Document passage>
If you are a potato-lover, devote space in the vegetable garden to growing your own. To determine what type of potatoes to plant, learn more about the different varieties. Two popular, widely available and easy-to-grow options are red and russet. Consider the advantages of red potatoes vs. russet to decide which better suits your needs--or grow both!
Red potatoes have red skin and white, yellow or red flesh that is firm, smooth and moist. They come in dozens of varieties including Norland, Klondike Rose, Inca Dawn, Red Cloud, Viking, Rose Gold and Osprey. The many varieties differ slightly in appearance, texture and harvest time, but share general characteristics of the red potato. Russet potatoes are the most widely used potato in the United States. They have brown skin and white flesh that is high in starch. Varieties include Acadia, Butte, Freedom, German Butterball and Innovator. As with the red potato, the dozens of varieties of russet offer somewhat different appearances and growing times but share the general characteristics of the russet.
Red potatoes are best boiled, roasted, in gratins and salads, steamed and scalloped. Russets are ideal for mashing, frying and roasting. When a recipe calls for a specific potato, it is a good idea to use it to achieve specific results. For instance, red potatoes may taste good mashed, but they produce a denser result than russets. And russets make fine potato salad, but may become mealy around the edges, whereas red potatoes are firmer and hold up better to tossing. In addition, reds add inviting color to potato salad when the skins are left unpeeled.

Dataset excerpts>
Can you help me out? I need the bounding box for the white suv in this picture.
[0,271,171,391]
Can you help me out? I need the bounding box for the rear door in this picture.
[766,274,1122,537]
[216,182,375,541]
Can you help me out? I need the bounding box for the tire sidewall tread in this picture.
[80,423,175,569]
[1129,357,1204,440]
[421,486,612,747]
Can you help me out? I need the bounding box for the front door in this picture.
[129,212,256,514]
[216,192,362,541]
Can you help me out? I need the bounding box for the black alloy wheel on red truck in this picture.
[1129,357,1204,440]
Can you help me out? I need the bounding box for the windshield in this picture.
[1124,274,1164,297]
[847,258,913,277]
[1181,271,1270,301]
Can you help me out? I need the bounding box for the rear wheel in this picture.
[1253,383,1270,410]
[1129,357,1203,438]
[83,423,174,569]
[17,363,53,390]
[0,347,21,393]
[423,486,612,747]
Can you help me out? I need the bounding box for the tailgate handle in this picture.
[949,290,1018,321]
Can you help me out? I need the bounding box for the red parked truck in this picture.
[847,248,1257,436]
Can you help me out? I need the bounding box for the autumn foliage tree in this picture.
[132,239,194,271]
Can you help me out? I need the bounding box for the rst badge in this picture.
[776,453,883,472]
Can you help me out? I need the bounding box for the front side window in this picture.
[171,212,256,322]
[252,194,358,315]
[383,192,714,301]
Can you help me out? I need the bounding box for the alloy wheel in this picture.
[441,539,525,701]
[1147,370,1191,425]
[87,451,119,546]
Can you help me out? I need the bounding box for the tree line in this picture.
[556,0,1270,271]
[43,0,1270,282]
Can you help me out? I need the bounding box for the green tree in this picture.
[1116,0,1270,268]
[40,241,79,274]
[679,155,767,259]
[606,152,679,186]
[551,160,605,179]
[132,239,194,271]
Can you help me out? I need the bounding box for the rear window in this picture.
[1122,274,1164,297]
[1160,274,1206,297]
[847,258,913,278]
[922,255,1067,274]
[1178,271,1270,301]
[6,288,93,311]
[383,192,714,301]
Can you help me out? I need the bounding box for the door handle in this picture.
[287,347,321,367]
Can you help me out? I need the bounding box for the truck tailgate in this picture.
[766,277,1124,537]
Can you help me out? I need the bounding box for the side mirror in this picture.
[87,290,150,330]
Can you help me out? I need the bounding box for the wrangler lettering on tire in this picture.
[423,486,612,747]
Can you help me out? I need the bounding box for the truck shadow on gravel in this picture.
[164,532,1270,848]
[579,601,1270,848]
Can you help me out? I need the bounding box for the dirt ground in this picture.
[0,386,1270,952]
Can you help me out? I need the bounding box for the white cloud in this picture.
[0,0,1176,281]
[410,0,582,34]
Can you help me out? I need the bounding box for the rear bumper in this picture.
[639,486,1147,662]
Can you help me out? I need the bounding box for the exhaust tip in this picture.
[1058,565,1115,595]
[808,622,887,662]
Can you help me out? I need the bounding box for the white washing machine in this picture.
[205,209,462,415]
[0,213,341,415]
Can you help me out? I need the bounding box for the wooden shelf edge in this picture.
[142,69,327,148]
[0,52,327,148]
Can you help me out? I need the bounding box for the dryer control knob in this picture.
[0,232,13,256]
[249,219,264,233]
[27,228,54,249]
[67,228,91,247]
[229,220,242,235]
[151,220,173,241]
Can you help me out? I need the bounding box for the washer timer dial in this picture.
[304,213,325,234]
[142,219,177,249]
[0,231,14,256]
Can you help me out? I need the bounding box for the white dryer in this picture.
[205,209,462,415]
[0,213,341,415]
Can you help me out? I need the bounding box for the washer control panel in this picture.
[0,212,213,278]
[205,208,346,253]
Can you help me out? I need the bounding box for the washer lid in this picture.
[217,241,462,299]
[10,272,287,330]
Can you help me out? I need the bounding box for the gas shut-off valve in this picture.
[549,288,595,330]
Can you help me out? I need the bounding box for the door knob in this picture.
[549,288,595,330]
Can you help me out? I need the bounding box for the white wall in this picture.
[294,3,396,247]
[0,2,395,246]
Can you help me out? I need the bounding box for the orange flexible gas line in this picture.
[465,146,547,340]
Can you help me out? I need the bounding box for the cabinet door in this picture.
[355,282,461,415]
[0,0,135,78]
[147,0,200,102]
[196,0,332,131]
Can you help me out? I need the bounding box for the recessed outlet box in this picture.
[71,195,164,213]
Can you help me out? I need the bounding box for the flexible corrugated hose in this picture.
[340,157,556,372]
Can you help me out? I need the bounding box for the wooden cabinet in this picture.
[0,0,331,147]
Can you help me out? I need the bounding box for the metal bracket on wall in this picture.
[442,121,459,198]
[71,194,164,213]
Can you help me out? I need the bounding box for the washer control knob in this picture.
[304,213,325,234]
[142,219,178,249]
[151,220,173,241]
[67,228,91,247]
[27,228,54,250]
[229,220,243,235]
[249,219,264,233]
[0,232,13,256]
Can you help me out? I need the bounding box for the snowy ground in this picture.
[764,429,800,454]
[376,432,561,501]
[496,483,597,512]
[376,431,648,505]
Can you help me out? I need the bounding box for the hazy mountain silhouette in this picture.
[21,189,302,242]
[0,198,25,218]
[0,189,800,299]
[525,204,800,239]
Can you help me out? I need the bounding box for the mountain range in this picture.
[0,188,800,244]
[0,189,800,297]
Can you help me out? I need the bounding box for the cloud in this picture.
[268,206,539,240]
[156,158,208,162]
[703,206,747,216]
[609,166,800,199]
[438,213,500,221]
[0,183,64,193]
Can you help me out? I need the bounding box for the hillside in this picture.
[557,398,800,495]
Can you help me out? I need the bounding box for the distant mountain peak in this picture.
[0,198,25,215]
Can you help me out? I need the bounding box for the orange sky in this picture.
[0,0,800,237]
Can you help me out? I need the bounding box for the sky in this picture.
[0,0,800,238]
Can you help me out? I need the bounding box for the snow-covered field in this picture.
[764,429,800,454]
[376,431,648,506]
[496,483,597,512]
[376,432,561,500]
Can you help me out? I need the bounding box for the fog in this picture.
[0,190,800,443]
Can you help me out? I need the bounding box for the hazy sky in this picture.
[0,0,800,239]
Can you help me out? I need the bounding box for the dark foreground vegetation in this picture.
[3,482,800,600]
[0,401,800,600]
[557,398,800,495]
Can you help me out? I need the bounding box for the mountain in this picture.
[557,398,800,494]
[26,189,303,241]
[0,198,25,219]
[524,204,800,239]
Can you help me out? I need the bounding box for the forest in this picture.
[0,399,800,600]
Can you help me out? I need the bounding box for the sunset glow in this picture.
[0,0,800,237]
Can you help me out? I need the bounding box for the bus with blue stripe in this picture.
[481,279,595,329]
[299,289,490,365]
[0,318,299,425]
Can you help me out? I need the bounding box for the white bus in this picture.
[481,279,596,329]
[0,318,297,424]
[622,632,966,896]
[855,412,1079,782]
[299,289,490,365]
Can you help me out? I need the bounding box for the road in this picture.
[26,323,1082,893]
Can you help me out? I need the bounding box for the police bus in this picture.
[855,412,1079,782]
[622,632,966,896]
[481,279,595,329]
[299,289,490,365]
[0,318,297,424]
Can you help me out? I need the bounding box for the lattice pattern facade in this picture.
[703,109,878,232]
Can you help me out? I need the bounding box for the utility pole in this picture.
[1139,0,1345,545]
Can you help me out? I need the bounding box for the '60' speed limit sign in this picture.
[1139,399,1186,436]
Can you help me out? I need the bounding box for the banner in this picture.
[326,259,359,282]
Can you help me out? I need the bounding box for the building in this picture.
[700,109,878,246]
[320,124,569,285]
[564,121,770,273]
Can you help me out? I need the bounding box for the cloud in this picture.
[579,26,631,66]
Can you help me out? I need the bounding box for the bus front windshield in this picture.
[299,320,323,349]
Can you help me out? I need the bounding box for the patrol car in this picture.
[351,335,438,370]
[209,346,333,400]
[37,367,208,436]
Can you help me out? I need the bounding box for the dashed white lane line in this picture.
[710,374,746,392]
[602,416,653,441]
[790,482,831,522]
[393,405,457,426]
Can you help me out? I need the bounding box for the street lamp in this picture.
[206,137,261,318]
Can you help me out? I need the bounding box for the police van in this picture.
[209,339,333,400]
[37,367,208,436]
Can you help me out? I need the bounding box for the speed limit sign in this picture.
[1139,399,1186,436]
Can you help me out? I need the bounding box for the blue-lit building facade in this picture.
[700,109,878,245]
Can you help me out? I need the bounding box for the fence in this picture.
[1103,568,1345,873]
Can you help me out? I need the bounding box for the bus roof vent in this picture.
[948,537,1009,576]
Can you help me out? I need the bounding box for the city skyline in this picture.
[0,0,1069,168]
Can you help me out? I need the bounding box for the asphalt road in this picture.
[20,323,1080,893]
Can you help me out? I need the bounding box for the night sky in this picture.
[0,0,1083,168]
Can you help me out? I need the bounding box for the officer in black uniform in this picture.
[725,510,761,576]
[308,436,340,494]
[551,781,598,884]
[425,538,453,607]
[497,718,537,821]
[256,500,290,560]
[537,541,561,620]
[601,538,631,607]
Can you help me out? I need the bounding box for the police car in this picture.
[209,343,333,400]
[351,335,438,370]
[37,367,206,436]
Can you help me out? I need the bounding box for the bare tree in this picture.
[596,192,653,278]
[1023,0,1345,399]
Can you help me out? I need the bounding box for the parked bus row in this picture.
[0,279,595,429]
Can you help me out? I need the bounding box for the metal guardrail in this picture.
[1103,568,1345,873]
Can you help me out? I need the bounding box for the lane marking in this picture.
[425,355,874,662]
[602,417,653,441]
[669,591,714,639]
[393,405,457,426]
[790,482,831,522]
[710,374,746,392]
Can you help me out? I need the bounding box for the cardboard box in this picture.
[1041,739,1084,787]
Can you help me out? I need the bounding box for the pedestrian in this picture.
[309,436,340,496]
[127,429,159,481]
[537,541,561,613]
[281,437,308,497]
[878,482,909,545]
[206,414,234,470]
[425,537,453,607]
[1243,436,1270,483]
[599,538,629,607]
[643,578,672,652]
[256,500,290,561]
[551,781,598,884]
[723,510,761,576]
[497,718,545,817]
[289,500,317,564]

Prompt> Reproduce the potato text word for word, from start to finish.

Completed exercise>
If you are a potato-lover, devote space in the vegetable garden to growing your own. To determine what type of potatoes to plant, learn more about the different varieties. Two popular, widely available and easy-to-grow options are red and russet. Consider the advantages of red potatoes vs. russet to decide which better suits your needs--or grow both!
Red potatoes have red skin and white, yellow or red flesh that is firm, smooth and moist. They come in dozens of varieties including Norland, Klondike Rose, Inca Dawn, Red Cloud, Viking, Rose Gold and Osprey. The many varieties differ slightly in appearance, texture and harvest time, but share general characteristics of the red potato. Russet potatoes are the most widely used potato in the United States. They have brown skin and white flesh that is high in starch. Varieties include Acadia, Butte, Freedom, German Butterball and Innovator. As with the red potato, the dozens of varieties of russet offer somewhat different appearances and growing times but share the general characteristics of the russet.
Red potatoes are best boiled, roasted, in gratins and salads, steamed and scalloped. Russets are ideal for mashing, frying and roasting. When a recipe calls for a specific potato, it is a good idea to use it to achieve specific results. For instance, red potatoes may taste good mashed, but they produce a denser result than russets. And russets make fine potato salad, but may become mealy around the edges, whereas red potatoes are firmer and hold up better to tossing. In addition, reds add inviting color to potato salad when the skins are left unpeeled.